■ Problem A ■
Answer these questions from the design trends text below, one line each:
(i) What estimated number of monthly active users did ChatGPT reach in its first month?
(ii) Which company combines AI-generated artistic content with AI-generated written content?
(iii) What does a person need to fully experience mixed reality?
■ Problem B ■
Please carry on the design trends text below from its final sentence, ignoring the listing.

■ Extract to read ■
┄┄┄┄┄┄
We continue to see the bar move higher as we look to standardize Universal, Inclusive, and Accessible design, as well as visually appealing ways to tell stories with customers’ data.

Let’s launch into 2023 with some revolutionary design trends!

01. Design Process Augmented by Generative AI

Artificial Intelligence (AI) is taking the world by storm with ChatGPT’s estimated 100 million monthly active users (MAU) in its first month deployed, making it the fastest growing consumer internet application in history! Generative AI is a type of artificial intelligence that utilizes machine learning algorithms to create new and original content like images, videos, text, and audio. These advances will revolutionize the design process across many fields, including product design, software development, advertising, architecture, game design, and many others.

And while AI isn’t exactly new to the product design process (e.g. color palette generator, etc.), experience designers will begin incorporating more and more AI into different areas of the design process in 2023, utilizing it for everything from AI generative tools to creating outputs & artifacts like copy/content, assets, design iterations & validation, and more.

The AI generative tools market is rapidly expanding, where Adobe has begun incorporating generative AI technology in various features, such as Photoshop’s content-aware fill and face-aware liquify and Illustrator’s puppet warp and global edit tool. I’m really excited by these huge upgrades to our design toolkits, where they’ll greatly enhance our productivity and raise the bar on the quality of our output.

Other companies like Jasper AI are re-shaping the UX space with their combination of offerings: AI-generated artistic content with AI-generated written content, making creative design faster, more accessible, and opening new possibilities in experience customization.

We’re only just starting out on the AI/ML design journey, where various forms of design outputs and artifacts will increasingly be defined, organized, managed, and delivered by AI. For us designers, we will continue to play a critical role in understanding this new paradigm and shaping how we design and develop digital products and services.

Moving forward, I hope that organizations are transparent in discussing the ethical and security considerations with their employees and customers surrounding AI-generated content and experiences. I believe this technology shows a ton of promise, but it won’t fulfill its potential without trust and good governance.

02. Mixed Reality + Augmented Reality

I predicted last year that Augmented Reality (AR) and Virtual Reality (VR) would create more immersive, customized and unique alternative playgrounds. Mainstream success is still years away for VR — especially with the metaverse still in its infancy — where my new hope is that mixed reality (MR) + AR will become a stepping stone into broader adoption of AR + VR in the years ahead.

MR blends physical and digital worlds by unlocking natural and intuitive 3D human, computer, and environmental interactions right in our living spaces and with our friends & family. MR is similar to AR in that it won’t remove you from your surroundings, but rather quickly scan and learn about your environment, and then add digital interactive objects to enhance your experience.

For example, mobile AR offers the most mainstream mixed reality solutions today on social media, where most people don’t even realize that the AR filters they use on Instagram and Snapchat are mixed reality experiences.

However, you will need MR glasses to fully experience mixed reality, which is an expensive departure from AR where you only need a mobile device to access AR content. There’s more than 5 billion people across the globe who have mobile devices, compared to the thousands of early adopters who purchased the expensive MR glasses, which are still in the early stages.
┄┄┄┄┄┄
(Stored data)
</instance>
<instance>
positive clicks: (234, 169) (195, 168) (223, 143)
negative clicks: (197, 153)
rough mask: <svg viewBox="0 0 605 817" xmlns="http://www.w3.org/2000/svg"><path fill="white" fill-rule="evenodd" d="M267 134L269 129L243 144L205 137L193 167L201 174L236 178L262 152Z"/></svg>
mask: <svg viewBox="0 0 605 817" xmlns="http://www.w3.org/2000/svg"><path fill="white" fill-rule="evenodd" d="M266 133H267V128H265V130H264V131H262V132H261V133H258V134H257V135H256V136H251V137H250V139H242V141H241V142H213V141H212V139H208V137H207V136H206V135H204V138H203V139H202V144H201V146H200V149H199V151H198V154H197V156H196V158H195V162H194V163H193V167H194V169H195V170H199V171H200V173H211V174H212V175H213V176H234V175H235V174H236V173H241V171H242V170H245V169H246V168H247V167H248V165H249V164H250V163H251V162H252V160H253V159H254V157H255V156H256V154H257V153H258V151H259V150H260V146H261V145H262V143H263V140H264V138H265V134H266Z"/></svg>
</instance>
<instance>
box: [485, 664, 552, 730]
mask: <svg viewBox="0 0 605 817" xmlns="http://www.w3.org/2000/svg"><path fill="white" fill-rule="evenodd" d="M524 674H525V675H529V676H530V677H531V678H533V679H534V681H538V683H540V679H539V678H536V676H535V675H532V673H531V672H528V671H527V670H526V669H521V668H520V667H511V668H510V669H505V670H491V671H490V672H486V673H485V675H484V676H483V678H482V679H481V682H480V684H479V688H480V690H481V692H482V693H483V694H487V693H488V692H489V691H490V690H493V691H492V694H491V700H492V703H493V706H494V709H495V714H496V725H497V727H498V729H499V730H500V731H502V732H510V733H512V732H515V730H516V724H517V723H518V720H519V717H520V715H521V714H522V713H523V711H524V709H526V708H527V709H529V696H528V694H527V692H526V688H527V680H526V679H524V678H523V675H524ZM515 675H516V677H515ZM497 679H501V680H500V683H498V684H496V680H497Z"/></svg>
┄┄┄┄┄┄
■ Task answer A ■
(i) An estimated 100 million
(ii) Jasper AI
(iii) MR glasses

■ Task answer B ■
MR has extraordinary potential, and the Magic Leap wearable device is all the proof you need. It provides an incredible MR experience where users can visualize and interact with digital content on a live platform (see Youtube video below for demo). There’s still lots of hardware and software improvements necessary to implement the theoretical ideas, but IMHO it’s only just a matter of time before MR becomes a reality.

Highlighting the essence of the natural world and promoting a digital environment with eye-catching visuals has made mixed reality a perfect tool for marketing and information delivery, where it’s likely to become more accessible for everyone to adopt and popularize. As experienced designers, we have to consider how these interactions will come to life and how to keep the individuals who use these tools safe as we fuse together their digital and physical environments with each tech milestone that is achieved.

03. Standardizing Universal, Inclusive, and Accessible Design

I wrote last year that inclusive design is “more than just a trend, inclusivity is a mode of operation; an undeniable and vital aspect of human existence and coexistence. In an increasingly globalized but complicated world, we are constantly made aware of the spectrum of differences between ourselves and other individuals, as well as between our and other communities.”

Now I’m taking that guidance further to include universal and accessible design as trends we’ll see standardized in our designs this year and beyond.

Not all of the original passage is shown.